Exercise directions – Please rewrite the lines below as a JSON list of strings, one string per line, leaving out any blank lines.

***** Data entries

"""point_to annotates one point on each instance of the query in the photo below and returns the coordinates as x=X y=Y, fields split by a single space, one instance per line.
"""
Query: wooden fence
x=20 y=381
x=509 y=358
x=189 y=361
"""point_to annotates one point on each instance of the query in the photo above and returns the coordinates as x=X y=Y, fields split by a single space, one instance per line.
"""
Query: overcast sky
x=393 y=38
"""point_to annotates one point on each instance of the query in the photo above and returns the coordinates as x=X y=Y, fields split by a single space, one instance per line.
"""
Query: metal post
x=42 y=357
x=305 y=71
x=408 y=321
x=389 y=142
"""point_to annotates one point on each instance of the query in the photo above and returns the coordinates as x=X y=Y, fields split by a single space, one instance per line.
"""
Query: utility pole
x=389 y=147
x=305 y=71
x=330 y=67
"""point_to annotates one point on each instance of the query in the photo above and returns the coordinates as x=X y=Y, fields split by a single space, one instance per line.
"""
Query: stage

**********

Response to the task –
[
  "\"\"\"point_to annotates one point on each instance of the query in the photo below and returns the coordinates as x=X y=Y, fields split by a single space, one instance per line.",
  "\"\"\"",
  "Query: wooden fence",
  "x=20 y=381",
  "x=509 y=358",
  "x=189 y=361",
  "\"\"\"point_to annotates one point on each instance of the query in the photo above and returns the coordinates as x=X y=Y, fields split by a single space, one instance per line.",
  "\"\"\"",
  "Query: overcast sky",
  "x=393 y=38",
  "\"\"\"point_to annotates one point on each instance of the query in the photo above and returns the coordinates as x=X y=Y, fields split by a single space, one instance per line.",
  "\"\"\"",
  "Query: metal post",
  "x=42 y=357",
  "x=305 y=71",
  "x=408 y=321",
  "x=389 y=142",
  "\"\"\"point_to annotates one point on each instance of the query in the photo above and returns the coordinates as x=X y=Y, fields split by a single space, one instance per line.",
  "\"\"\"",
  "Query: utility pole",
  "x=389 y=147",
  "x=305 y=71",
  "x=330 y=67",
  "\"\"\"point_to annotates one point on each instance of the query in the photo above and returns the coordinates as x=X y=Y, fields split by a single space, one instance per line.",
  "\"\"\"",
  "Query: stage"
]